> **TEXTE DU DOCUMENT**
++++

Cul du marais

Forel / 14 heures

Se réjouir des circonstances et de ce que celles-ci ont mis à notre disposition pour être en mesure, chaque jour, de nous en affranchir un instant et devenir ce rien qui seul nous fait être.

Je dépose Lili devant le clédar de son manège de poche avant de faire une longue halte à la station Avia de Forel où je visionne Le Crépuscule des Celtes réalisé par Stéphane Goël en 2008. Je constate avec un évident plaisir que les restes des squelettes d’animaux trouvés dans les puits à offrandes du Mormont et datant du premier siècle avant J.-C. sont acheminés chez l’archéozoologue du CNRS dans des cartons Chiquita Premium Bananas.
J’imagine avec une espèce de jubilation la variété des objets qu’a transportés chacun de ces solides cartons durant sa longue vie, en changeant régulièrement de mains, sans jamais trahir la confiance que chacun de nous a mis en eux.

A vendre un chardonneret pieds blancs avec sa cage, & une volière, une lunette à longue vue et une grande ardoise.

Une femme de Monprevayre désire avoir un enfant à nourir chez elle, le sien étant mort, son lait tout frais ; s’adr. à la fille de chambre de Madame de Pottrie.

Perdu un mouchoir blanc marqué L.P. oublié Dimanche dernier au Sermon du matin à l’Eglise de St. François ; le rendre au Bureau.

Trouvée une petite bague de diamant, trouvée par un pauvre homme de la ville ; la voir chez Bessière & Mercier, qui l’ont retenue, & qui la rendront moyennant de justes indices.

Feuille d’avis de Lausanne | 14 avril 1789

A bord du Louisiane

Genève / 17 heures

Conseiller de M. Trump pour la sécurité nationale, le général McMaster a prêté sa plume à une explication de texte dans le Wall Street Journal, prévenant que le président qu’il servait avait « la vision clairvoyante que le monde n’est pas une communauté globale, mais une arène où les nations, les acteurs non gouvernementaux et les acteurs économiques  s’engagent et combattent pour des avantages. Nous apportons dans cette arène une force militaire, politique, économique, culturelle et morale sans rivale. Plutôt que de nier cette nature élémentaire des relations internationales, nous l’assumons.

++++

> **CONSIGNES**
1: Répondez à ces questions sur le texte « Cul du marais » :
(a) Quel film est visionné à la station Avia de Forel ?
(b) Dans quels cartons les restes de squelettes d'animaux du Mormont sont-ils acheminés chez l'archéozoologue du CNRS ?
(c) Où le mouchoir blanc marqué L.P. a-t-il été oublié ?
2: Rédigez la suite du texte « Cul du marais » à partir de l'endroit où il s'arrête.
La liste qui suit n'a aucun lien avec le texte « Cul du marais ».

++++

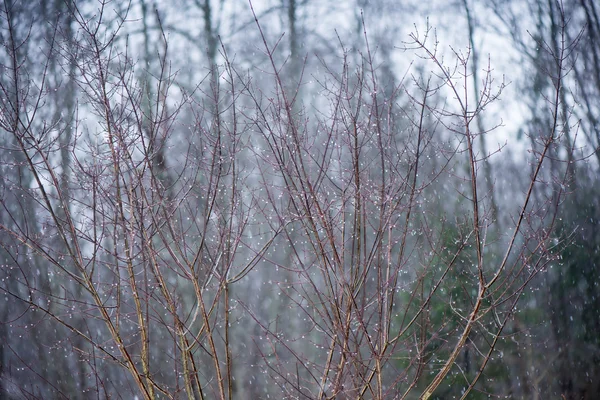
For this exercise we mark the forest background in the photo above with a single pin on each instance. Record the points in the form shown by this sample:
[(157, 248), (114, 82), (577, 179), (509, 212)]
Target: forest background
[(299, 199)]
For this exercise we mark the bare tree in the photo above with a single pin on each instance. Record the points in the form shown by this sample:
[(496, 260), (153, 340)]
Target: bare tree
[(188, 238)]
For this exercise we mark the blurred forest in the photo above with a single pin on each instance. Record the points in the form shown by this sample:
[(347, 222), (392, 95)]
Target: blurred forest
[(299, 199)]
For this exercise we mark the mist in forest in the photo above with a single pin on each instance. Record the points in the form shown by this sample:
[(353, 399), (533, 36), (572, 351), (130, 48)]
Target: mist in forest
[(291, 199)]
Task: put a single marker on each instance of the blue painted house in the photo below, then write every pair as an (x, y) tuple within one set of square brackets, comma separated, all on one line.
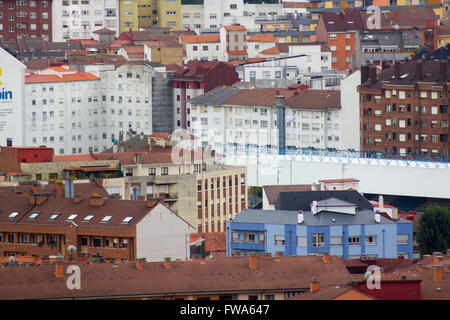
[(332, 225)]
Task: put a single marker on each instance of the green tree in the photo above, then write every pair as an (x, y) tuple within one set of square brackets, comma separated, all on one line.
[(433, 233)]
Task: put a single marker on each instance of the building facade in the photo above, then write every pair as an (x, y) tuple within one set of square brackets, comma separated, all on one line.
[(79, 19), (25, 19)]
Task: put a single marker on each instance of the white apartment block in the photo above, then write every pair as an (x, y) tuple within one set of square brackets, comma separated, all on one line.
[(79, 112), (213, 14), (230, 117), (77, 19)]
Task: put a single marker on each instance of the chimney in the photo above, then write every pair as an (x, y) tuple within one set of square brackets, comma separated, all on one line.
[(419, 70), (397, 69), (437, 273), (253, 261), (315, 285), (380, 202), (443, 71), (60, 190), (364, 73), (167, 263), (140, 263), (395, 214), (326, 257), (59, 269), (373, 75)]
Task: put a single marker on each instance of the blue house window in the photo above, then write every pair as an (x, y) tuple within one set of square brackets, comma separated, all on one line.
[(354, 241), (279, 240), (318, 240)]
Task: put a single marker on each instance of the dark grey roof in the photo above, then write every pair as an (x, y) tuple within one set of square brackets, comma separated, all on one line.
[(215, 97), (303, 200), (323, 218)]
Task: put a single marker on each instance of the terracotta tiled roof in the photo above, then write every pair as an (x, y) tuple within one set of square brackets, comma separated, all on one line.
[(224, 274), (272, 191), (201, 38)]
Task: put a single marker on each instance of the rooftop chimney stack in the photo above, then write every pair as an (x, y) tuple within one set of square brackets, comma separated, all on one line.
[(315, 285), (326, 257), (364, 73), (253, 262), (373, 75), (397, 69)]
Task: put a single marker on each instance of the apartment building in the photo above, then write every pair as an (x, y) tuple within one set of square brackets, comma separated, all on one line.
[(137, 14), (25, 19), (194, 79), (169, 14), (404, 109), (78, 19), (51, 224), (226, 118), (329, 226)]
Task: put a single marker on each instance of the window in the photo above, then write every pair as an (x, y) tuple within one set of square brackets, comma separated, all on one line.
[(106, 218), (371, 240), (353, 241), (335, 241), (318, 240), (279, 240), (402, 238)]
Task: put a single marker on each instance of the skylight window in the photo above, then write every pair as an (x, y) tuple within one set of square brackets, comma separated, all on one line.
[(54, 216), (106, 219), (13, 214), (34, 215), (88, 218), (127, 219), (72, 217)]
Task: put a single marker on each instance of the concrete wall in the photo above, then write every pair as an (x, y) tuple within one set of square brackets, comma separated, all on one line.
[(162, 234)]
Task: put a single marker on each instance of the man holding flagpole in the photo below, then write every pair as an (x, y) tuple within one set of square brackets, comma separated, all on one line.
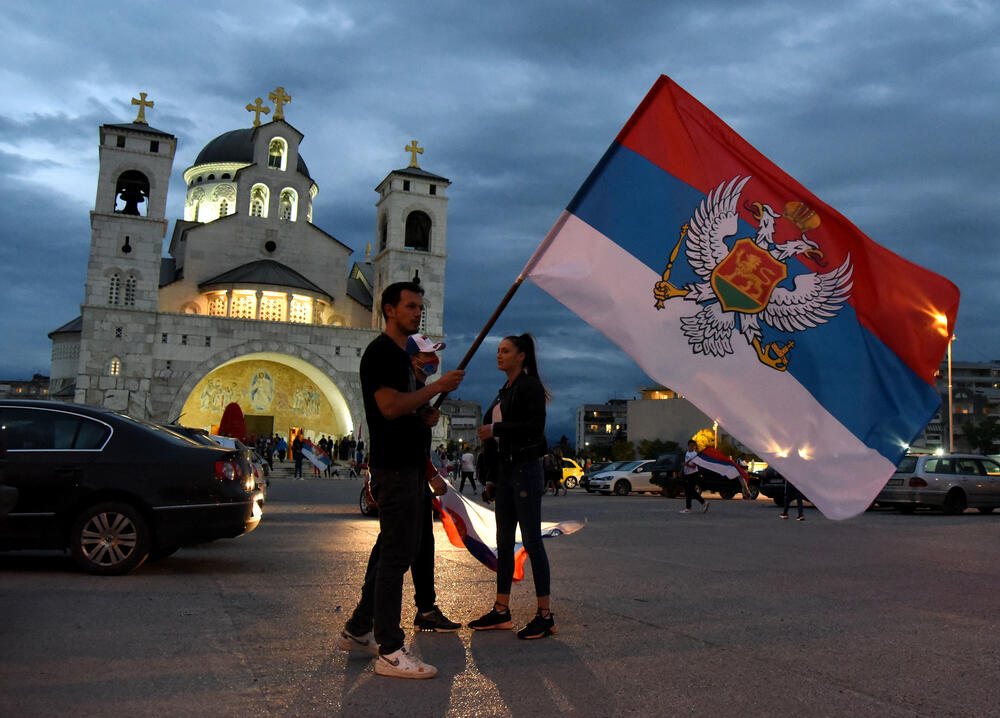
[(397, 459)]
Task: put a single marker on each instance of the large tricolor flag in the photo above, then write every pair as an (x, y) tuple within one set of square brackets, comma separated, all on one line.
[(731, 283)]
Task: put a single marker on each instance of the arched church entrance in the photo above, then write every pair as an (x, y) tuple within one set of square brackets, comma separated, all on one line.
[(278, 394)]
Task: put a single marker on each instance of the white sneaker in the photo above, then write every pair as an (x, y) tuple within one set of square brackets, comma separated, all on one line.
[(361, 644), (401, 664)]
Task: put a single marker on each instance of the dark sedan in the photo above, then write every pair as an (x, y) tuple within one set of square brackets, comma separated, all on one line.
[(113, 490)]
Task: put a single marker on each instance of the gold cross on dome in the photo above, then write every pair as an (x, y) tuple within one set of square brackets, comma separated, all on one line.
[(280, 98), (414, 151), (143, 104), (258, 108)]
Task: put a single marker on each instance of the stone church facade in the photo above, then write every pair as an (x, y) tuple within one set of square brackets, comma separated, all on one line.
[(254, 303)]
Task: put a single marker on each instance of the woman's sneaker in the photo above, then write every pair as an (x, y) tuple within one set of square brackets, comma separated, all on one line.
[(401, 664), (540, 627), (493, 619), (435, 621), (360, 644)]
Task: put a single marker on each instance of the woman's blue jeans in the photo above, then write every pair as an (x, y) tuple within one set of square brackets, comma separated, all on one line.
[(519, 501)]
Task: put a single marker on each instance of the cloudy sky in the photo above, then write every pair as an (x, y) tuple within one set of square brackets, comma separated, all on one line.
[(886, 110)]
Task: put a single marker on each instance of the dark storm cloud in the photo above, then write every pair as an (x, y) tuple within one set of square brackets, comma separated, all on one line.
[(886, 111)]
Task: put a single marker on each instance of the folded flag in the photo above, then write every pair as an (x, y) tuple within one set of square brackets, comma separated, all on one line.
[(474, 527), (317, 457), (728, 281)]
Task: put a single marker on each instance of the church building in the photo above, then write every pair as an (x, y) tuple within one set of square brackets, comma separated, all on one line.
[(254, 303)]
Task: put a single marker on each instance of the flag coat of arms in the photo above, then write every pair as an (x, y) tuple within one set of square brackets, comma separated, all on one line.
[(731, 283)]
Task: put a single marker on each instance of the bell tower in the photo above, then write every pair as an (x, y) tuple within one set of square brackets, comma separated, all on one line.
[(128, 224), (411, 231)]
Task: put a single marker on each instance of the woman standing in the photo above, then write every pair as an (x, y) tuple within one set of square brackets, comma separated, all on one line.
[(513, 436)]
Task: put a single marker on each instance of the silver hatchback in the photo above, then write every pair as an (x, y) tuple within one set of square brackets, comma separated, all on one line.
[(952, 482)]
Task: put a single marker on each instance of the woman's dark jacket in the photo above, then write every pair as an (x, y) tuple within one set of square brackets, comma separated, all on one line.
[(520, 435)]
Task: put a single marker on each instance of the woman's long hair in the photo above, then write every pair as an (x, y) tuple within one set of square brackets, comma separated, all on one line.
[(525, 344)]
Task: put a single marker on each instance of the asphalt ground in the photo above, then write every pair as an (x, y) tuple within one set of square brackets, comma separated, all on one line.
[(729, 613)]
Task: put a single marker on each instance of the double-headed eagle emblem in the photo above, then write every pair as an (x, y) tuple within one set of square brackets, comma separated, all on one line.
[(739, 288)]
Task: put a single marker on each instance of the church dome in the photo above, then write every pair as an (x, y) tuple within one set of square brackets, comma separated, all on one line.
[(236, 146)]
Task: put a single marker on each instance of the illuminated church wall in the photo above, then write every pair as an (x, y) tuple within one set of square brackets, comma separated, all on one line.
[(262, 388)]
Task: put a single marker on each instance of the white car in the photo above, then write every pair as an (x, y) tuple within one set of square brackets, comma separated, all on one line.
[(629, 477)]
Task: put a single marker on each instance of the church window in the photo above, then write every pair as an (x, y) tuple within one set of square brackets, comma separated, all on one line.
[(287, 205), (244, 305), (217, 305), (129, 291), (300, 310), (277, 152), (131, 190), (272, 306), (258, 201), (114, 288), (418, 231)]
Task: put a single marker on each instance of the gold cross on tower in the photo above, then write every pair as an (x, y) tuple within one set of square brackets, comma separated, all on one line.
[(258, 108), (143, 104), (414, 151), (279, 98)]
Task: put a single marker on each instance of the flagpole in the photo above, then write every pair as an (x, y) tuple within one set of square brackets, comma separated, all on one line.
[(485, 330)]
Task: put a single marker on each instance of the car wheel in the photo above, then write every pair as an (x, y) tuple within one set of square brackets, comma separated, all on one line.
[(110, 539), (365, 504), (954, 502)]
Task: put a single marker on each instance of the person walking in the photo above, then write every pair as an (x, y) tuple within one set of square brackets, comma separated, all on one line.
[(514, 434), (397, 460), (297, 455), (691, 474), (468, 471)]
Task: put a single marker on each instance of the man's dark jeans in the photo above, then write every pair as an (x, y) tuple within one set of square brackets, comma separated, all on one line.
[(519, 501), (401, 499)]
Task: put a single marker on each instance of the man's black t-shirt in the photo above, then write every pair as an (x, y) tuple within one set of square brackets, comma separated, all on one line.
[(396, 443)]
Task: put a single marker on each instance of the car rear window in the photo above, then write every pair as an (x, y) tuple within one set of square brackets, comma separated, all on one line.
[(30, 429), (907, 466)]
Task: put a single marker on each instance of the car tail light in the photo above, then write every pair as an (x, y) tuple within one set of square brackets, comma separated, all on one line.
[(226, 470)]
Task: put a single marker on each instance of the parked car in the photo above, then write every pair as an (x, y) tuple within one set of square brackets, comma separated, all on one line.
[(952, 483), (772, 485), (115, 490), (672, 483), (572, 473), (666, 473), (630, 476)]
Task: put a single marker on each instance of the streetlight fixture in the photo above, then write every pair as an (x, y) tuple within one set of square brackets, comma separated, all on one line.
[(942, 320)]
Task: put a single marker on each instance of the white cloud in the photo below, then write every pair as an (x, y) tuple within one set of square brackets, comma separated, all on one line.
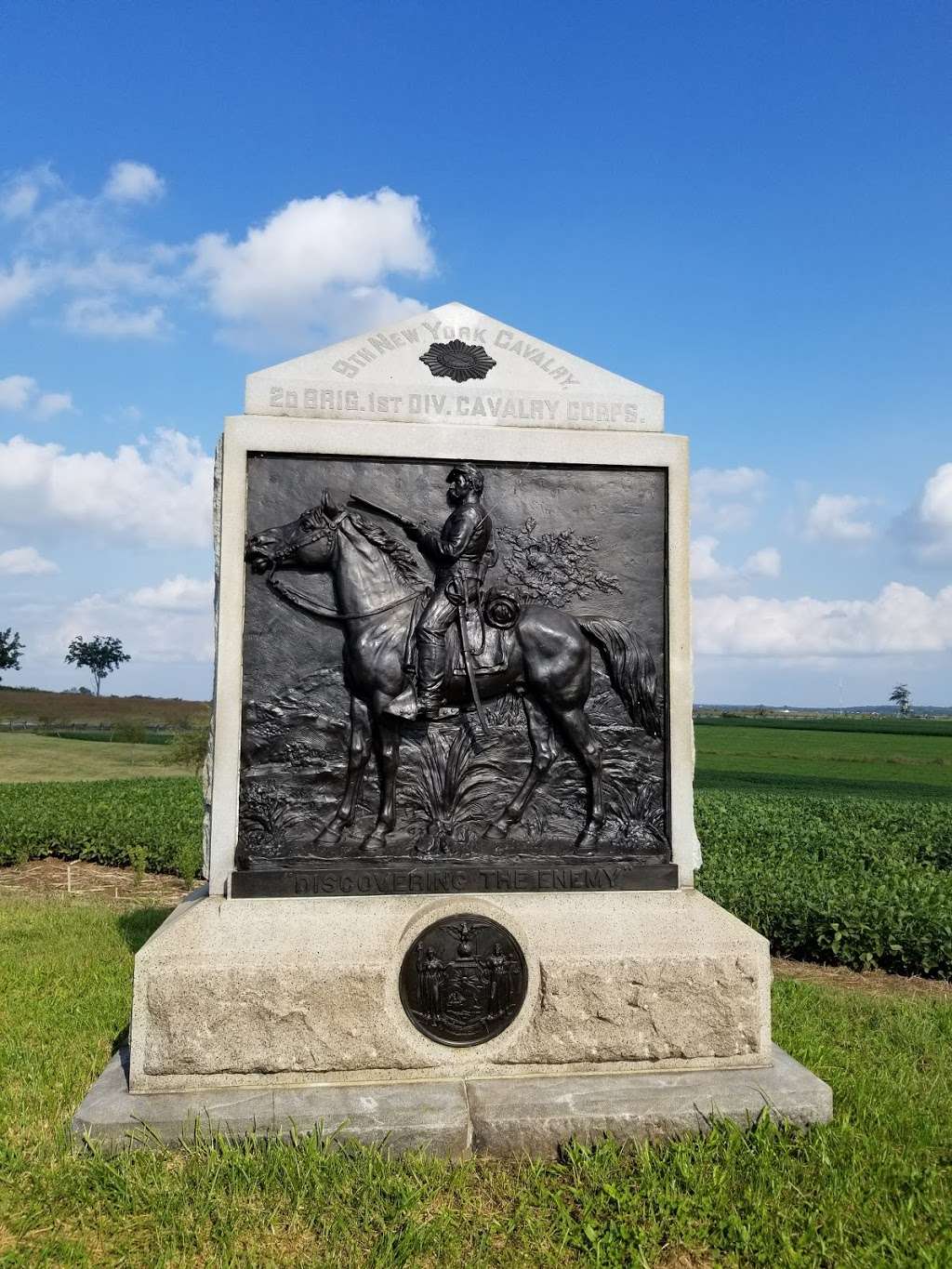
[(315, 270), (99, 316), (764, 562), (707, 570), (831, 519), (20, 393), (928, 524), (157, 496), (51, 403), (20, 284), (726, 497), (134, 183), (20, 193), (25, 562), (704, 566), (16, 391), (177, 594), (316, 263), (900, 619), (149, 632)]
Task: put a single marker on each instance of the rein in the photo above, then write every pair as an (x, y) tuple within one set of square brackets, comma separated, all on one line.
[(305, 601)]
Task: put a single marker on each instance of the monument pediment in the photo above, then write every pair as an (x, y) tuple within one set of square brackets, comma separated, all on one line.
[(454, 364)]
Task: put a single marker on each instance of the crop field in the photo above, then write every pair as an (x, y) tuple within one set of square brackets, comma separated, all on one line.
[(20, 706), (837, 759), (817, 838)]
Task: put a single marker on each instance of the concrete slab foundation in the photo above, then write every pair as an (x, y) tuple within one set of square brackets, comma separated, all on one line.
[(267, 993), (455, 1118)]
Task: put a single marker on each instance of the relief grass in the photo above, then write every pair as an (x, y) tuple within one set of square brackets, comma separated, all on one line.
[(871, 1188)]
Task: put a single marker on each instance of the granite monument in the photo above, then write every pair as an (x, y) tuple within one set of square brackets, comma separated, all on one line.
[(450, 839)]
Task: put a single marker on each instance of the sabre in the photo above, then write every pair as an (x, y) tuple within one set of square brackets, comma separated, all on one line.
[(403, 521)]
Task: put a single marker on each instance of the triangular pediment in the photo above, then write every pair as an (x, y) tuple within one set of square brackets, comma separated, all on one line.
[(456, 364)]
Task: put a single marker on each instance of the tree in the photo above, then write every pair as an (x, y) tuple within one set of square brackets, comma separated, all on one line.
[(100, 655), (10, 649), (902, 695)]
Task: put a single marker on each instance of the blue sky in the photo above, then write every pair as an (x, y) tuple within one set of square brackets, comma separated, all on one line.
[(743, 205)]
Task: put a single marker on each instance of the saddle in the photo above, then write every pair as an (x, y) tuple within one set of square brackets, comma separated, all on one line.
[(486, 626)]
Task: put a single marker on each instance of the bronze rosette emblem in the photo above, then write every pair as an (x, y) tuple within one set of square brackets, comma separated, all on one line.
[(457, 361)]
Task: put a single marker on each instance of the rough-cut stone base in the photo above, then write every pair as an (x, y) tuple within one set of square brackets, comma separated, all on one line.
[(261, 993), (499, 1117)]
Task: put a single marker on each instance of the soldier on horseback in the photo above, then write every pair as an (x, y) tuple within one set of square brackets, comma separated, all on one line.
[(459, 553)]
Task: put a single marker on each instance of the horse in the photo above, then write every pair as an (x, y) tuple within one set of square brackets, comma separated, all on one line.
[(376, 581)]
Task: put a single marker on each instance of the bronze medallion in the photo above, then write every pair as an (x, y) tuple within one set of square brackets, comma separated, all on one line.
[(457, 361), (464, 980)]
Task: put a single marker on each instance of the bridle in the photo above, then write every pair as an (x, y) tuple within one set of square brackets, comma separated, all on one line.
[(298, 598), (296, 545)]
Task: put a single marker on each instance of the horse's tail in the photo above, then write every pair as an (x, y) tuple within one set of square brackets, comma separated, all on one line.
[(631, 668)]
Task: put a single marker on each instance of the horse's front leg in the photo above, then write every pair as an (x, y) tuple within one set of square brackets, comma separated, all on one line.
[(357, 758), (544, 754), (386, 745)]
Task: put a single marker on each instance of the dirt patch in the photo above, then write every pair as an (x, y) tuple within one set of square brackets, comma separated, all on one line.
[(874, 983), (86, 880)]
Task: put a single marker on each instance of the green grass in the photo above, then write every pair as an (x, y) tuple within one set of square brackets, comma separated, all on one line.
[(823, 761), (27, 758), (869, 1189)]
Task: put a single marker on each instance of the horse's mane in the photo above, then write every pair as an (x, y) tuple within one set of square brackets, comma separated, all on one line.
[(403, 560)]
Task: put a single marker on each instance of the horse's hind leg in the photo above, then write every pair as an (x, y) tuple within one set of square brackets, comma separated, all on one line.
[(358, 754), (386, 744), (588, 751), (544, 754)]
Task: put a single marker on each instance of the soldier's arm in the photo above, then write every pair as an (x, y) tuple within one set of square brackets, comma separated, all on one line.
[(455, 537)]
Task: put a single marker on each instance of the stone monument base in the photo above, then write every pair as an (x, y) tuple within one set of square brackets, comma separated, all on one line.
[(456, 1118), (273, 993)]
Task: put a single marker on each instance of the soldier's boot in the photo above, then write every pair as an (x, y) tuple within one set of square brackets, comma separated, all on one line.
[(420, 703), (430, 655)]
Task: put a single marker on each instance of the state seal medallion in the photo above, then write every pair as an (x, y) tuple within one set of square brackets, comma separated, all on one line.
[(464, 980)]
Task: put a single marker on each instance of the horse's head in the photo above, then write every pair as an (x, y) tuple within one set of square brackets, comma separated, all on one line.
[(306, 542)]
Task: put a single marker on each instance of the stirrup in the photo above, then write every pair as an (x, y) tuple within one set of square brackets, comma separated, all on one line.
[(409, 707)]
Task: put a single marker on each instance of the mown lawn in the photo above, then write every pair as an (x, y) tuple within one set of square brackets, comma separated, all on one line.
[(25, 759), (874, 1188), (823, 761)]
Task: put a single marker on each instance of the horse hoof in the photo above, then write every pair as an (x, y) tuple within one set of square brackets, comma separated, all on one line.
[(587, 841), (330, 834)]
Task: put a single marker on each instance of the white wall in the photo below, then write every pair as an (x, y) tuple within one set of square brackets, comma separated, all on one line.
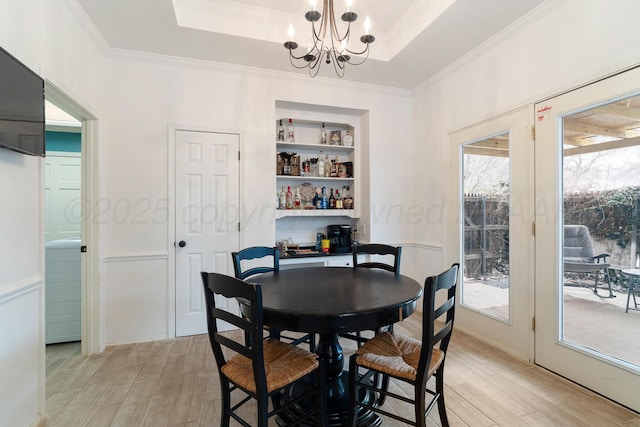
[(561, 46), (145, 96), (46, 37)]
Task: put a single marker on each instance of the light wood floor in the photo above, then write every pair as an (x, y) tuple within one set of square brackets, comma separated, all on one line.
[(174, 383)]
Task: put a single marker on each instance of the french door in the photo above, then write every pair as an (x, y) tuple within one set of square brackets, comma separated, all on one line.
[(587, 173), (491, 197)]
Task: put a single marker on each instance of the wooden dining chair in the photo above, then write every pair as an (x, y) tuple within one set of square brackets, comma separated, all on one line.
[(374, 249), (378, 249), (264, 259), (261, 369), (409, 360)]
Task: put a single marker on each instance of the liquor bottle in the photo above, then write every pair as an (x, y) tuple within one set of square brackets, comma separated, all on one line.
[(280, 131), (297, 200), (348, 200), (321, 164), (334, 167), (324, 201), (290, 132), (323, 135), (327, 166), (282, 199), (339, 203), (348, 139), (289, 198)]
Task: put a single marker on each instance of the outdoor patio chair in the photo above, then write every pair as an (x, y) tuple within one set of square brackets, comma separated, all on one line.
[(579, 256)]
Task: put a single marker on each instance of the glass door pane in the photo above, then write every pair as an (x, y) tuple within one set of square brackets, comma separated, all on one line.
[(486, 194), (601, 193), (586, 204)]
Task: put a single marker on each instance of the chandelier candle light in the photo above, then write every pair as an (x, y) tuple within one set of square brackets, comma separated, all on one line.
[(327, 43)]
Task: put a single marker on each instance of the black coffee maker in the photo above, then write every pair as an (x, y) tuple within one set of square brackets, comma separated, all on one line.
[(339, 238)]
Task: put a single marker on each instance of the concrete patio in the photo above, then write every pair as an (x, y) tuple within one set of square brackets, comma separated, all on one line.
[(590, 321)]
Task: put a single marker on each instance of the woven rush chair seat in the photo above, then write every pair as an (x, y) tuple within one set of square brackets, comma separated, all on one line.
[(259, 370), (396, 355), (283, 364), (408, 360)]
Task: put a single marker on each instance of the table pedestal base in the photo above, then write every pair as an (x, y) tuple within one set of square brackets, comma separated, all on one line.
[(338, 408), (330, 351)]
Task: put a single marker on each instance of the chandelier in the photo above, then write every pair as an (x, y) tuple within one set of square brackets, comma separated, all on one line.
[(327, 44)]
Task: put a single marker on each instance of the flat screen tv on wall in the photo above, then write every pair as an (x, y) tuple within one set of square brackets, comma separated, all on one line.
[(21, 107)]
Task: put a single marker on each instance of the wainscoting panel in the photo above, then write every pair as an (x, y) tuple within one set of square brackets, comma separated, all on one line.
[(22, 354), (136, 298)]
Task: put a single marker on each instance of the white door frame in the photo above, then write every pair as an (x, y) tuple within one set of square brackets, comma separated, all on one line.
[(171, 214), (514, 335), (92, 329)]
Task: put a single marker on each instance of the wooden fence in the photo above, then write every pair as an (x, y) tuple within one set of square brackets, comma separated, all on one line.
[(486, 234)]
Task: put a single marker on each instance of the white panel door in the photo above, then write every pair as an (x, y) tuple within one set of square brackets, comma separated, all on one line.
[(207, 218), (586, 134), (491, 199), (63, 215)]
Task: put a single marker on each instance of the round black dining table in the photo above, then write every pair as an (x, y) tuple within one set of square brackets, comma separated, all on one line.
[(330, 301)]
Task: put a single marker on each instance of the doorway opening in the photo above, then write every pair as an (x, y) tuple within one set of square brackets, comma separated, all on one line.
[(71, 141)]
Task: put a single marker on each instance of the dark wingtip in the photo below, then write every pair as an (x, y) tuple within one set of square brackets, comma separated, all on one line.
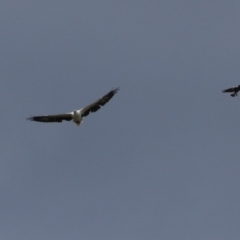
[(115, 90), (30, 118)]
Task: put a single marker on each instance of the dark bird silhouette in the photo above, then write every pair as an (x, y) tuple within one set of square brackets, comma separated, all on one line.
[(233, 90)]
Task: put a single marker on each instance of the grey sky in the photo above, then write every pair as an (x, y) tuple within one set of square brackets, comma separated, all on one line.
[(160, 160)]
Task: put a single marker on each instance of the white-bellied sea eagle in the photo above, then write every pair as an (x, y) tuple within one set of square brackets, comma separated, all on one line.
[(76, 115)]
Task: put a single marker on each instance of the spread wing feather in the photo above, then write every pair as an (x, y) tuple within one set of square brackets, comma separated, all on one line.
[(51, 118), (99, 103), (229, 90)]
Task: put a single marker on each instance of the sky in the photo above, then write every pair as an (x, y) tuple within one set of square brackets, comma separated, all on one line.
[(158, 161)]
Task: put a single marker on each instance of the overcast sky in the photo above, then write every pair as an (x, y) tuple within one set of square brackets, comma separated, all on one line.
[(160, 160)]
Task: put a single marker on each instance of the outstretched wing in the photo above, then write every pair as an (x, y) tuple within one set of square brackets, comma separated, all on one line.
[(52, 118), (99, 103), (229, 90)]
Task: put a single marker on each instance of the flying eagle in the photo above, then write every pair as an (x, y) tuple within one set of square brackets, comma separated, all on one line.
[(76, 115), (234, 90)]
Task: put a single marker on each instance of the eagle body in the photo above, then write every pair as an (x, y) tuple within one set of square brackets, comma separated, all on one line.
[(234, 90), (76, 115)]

++++

> **RÉPONSES**
1:
(a) Le Crépuscule des Celtes, réalisé par Stéphane Goël en 2008.
(b) Dans des cartons Chiquita Premium Bananas.
(c) Au Sermon du matin, le dimanche précédent, à l'Église de St. François.

2:
Le Monde diplomatique, janvier 2018.

J’apprends dans ce même journal que le Centre industriel de stockage des déchets radioactifs de Bure se composerait de 300 kilomètres de galeries enfouies à 500 mètres de profondeur, qui concentrerait au même endroit 99,9 % des restes de l’industrie nucléaire française. Une bouffée d’oxygène dans cette modeste région de la Meuse, dont les Groupements d’intérêt public représentant l’Agence nationale pour la gestion des déchets radioactifs arrosent les habitants et les communes de cadeaux financiers. Un modèle de développement durable également lorsqu’on sait que les isotopes radiotoxiques resteront actifs pendant des centaines de milliers d’années encore.

C’est ce que le bonhomme encore jeune et un peu ivre m’a dit ce matin sur la place du marché :
Mon gars c’est le début de l’an et je vous emmerde, j’emmerde les donneurs de leçons, les faiseurs d’exercices, les moralistes, les professionnels, je vous emmerde. On a condamné les lanceurs de messages subliminaux, les vendeurs de tabac, les publicitaire. Intacts les poètes-philosophes qui affament nos gamins avant de les nourrir comme des oies. Je vous emmerde porteurs de doctrines, redresseurs de torts, avaleurs de couleuvres, coupeurs d’arômes. Je lance l’alerte, vous allez un jour devoir répondre de vos méthodes et de vos mots d’ordre.
C’est ce qu’il m’a dit et je fais passer.
Lancez la BBC sur le coup, les chaînes à Berlusconi, et TNT Berlin, tout est possible, ici  on aime la double crème et les bivouacs. C’est noël, c’est la pentecôte, chantez ou taisez-vous du bout des lèvres mais surtout chantez.
Le gars a du coffre, je fais suivre.

Rue des Abattoirs

Grillon / 13 heures

Une photo de mes grands-parents paternels sur le rebord de la cheminée de Colonzelle : des visages encore neufs, une idée fraîche, partagée, légère, qui dessine un sourire sur leur lèvres, et puis des mots qui n’ont nul besoin d’être dits. Tout près une photographie quarante ans plus tard : le même sourire, la même idée mais un peu courbaturée, collée à leur palais derrière leurs lèvres serrées. On n’en saura rien, eux non plus.

L’Auliaire alimentait autrefois un canal qui, à la sortie de Grillon, actionnait au moyen d’une roue à aubes un moulin à farine. S’y ajouta au milieu du XIXe siècle un atelier de mécanique d’où sortirent des roues hydrauliques, plus tard des turbines jusqu’en 1960.
De ce petit complexe industriel et familial devenu chambres d’hôtes restent la prise d’eau au bout de l’allée qui longe le canal jusqu’à la propriété, le mas d’habitation et le manteau de l’atelier.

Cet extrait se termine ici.